- Required work
Reproduce every one of the following entries verbatim, altering nothing.

• • • • •

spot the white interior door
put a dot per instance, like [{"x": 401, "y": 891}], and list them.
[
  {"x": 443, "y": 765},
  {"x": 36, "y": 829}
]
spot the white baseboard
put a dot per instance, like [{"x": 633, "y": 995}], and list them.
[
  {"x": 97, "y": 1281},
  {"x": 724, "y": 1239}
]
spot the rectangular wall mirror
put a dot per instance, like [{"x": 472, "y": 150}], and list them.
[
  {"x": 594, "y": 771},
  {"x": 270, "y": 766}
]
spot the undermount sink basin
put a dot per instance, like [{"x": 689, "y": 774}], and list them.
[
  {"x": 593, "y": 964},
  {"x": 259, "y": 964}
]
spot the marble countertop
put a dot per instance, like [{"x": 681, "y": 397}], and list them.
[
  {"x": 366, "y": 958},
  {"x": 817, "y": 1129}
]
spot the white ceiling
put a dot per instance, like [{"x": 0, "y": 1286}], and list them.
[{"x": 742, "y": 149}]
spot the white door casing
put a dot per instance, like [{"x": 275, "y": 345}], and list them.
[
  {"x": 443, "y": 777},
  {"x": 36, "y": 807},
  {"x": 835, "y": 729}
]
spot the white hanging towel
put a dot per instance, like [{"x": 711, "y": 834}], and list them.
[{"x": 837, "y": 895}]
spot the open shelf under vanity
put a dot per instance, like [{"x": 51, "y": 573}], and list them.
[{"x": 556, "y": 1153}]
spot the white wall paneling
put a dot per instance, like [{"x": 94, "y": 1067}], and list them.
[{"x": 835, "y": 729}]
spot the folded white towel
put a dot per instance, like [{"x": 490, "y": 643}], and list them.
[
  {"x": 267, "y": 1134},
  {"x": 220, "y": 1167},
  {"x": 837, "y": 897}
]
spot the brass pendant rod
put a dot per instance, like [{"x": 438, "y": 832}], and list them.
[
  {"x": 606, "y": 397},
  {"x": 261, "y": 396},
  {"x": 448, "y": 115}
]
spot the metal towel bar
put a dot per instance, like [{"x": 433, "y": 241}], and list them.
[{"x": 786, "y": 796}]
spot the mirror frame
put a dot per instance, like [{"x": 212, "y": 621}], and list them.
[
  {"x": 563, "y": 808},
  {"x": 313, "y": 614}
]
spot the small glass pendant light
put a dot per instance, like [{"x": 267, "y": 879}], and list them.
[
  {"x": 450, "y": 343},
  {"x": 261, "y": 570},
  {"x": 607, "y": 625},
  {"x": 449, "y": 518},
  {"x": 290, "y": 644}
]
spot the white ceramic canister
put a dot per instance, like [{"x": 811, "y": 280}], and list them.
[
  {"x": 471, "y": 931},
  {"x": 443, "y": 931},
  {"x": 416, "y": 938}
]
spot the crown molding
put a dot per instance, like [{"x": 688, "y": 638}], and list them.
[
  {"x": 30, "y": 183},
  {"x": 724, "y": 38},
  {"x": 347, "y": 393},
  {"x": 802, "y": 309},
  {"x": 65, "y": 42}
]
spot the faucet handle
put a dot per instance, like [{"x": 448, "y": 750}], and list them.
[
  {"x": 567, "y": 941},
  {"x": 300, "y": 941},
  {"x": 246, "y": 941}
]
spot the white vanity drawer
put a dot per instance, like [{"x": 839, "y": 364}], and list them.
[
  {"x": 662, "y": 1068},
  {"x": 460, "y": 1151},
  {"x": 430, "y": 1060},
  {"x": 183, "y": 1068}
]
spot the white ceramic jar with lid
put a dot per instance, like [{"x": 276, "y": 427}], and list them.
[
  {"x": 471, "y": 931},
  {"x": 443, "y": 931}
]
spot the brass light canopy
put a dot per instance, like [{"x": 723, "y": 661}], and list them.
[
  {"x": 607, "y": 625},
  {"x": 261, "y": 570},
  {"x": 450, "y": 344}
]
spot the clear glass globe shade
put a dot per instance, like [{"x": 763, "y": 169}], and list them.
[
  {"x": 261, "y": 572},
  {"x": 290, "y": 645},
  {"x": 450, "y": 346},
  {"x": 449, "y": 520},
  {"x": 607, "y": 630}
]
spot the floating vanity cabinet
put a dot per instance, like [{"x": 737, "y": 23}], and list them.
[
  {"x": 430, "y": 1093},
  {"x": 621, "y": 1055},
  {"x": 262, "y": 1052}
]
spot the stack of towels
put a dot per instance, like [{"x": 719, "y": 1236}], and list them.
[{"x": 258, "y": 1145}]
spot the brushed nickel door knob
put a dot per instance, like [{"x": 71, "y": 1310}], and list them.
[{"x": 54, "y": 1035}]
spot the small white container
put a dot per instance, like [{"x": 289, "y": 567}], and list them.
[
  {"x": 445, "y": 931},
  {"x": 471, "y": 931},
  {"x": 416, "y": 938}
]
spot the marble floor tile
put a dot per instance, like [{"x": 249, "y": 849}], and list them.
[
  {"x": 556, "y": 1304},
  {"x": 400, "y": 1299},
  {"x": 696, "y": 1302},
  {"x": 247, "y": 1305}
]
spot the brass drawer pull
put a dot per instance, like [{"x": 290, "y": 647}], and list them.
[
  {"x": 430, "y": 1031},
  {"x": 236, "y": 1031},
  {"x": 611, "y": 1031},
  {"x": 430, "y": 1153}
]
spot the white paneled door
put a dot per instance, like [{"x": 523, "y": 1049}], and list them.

• • • • •

- Task result
spot the white interior door
put a dot per instance, like [{"x": 401, "y": 891}], and list them.
[
  {"x": 443, "y": 765},
  {"x": 36, "y": 829}
]
spot the white baseboard
put a dot per instance, like [{"x": 633, "y": 995}], and list them.
[
  {"x": 97, "y": 1281},
  {"x": 724, "y": 1239}
]
spot the rectangular wall mirror
put a dot per instance, like [{"x": 472, "y": 150}], and list them.
[
  {"x": 594, "y": 771},
  {"x": 270, "y": 766}
]
spot the undermount sink basin
put a dot per instance, like [{"x": 689, "y": 774}], and list them.
[
  {"x": 593, "y": 964},
  {"x": 259, "y": 964}
]
spot the marble countertop
put a dot per instance, like [{"x": 681, "y": 397}], and list them.
[
  {"x": 366, "y": 958},
  {"x": 817, "y": 1129}
]
spot the white ceiling
put a dot per instance, like [{"x": 0, "y": 1286}], and list them.
[{"x": 742, "y": 149}]
spot the white door casing
put a dot per instance, like [{"x": 275, "y": 345}], and list them.
[
  {"x": 443, "y": 777},
  {"x": 36, "y": 807},
  {"x": 835, "y": 729}
]
spot the white hanging towel
put a dot per instance, like [{"x": 711, "y": 834}], and list them.
[{"x": 837, "y": 895}]
spot the open shelf under vanity
put a dot per instance, like [{"x": 51, "y": 573}], and list them.
[{"x": 556, "y": 1153}]
spot the white wall paneling
put a dot per instance, like [{"x": 94, "y": 1067}], and list them.
[{"x": 835, "y": 729}]
spot the folded white towel
put a dot per instance, like [{"x": 490, "y": 643}], and list them.
[
  {"x": 267, "y": 1134},
  {"x": 220, "y": 1167},
  {"x": 837, "y": 897}
]
spot the brass pendant rod
put a dot per instance, like [{"x": 438, "y": 832}], and list them.
[
  {"x": 606, "y": 397},
  {"x": 261, "y": 396},
  {"x": 448, "y": 115}
]
spot the metal towel bar
put a dot per instance, like [{"x": 433, "y": 241}], and list them.
[{"x": 786, "y": 796}]
spot the mirror frame
put a dot per instance, like [{"x": 212, "y": 621}], and list them.
[
  {"x": 563, "y": 808},
  {"x": 313, "y": 614}
]
spot the small glass pendant light
put a dot per instance, like [{"x": 267, "y": 879}], and list them.
[
  {"x": 450, "y": 343},
  {"x": 261, "y": 570},
  {"x": 607, "y": 625},
  {"x": 449, "y": 518},
  {"x": 290, "y": 644}
]
spot the white ceramic canister
put a dot per instance, like [{"x": 811, "y": 280}], and list them.
[
  {"x": 471, "y": 931},
  {"x": 443, "y": 931},
  {"x": 416, "y": 938}
]
spot the crown molding
put a dot per instance, like [{"x": 688, "y": 638}], and list them.
[
  {"x": 30, "y": 183},
  {"x": 724, "y": 38},
  {"x": 347, "y": 393},
  {"x": 802, "y": 309},
  {"x": 65, "y": 42}
]
spot the faucet handle
put a dot per instance, like [{"x": 448, "y": 750}], and list them.
[
  {"x": 567, "y": 941},
  {"x": 300, "y": 941},
  {"x": 246, "y": 941}
]
spot the white vanity drawer
put a dot per instance, like [{"x": 839, "y": 364}], and list them.
[
  {"x": 662, "y": 1068},
  {"x": 460, "y": 1151},
  {"x": 430, "y": 1060},
  {"x": 183, "y": 1068}
]
spot the white ceramic jar with lid
put a dot per instance, like [{"x": 276, "y": 427}], and list them.
[
  {"x": 471, "y": 931},
  {"x": 443, "y": 931}
]
spot the brass light canopy
put a dot per instance, like [{"x": 723, "y": 661}], and list them.
[
  {"x": 607, "y": 625},
  {"x": 261, "y": 570},
  {"x": 450, "y": 344}
]
spot the clear glass globe shade
put a dot per instance, like [{"x": 763, "y": 169}], and list them.
[
  {"x": 261, "y": 572},
  {"x": 290, "y": 645},
  {"x": 450, "y": 346},
  {"x": 449, "y": 520},
  {"x": 607, "y": 630}
]
spot the floating vanity cabinet
put a dot per instance, like [{"x": 737, "y": 23}], and list them.
[
  {"x": 430, "y": 1093},
  {"x": 621, "y": 1055},
  {"x": 262, "y": 1052}
]
spot the stack of towels
put a dot per instance, like [{"x": 719, "y": 1236}], and list them.
[{"x": 258, "y": 1145}]
spot the brushed nickel door knob
put a dot per instance, like [{"x": 71, "y": 1310}], and list them.
[{"x": 54, "y": 1035}]
spot the small white container
put a dot per instance, like [{"x": 289, "y": 567}], and list them.
[
  {"x": 445, "y": 931},
  {"x": 471, "y": 931},
  {"x": 416, "y": 938}
]
spot the marble floor tile
put a dot per instance, like [{"x": 249, "y": 849}], and list them.
[
  {"x": 556, "y": 1304},
  {"x": 400, "y": 1299},
  {"x": 696, "y": 1302},
  {"x": 247, "y": 1305}
]
spot the brass drawer pull
put a dot per instance, like [{"x": 290, "y": 647}], and list them.
[
  {"x": 430, "y": 1031},
  {"x": 236, "y": 1031},
  {"x": 611, "y": 1031},
  {"x": 430, "y": 1153}
]
spot the white paneled door
put a dot per instance, like [{"x": 523, "y": 1049}], and list them.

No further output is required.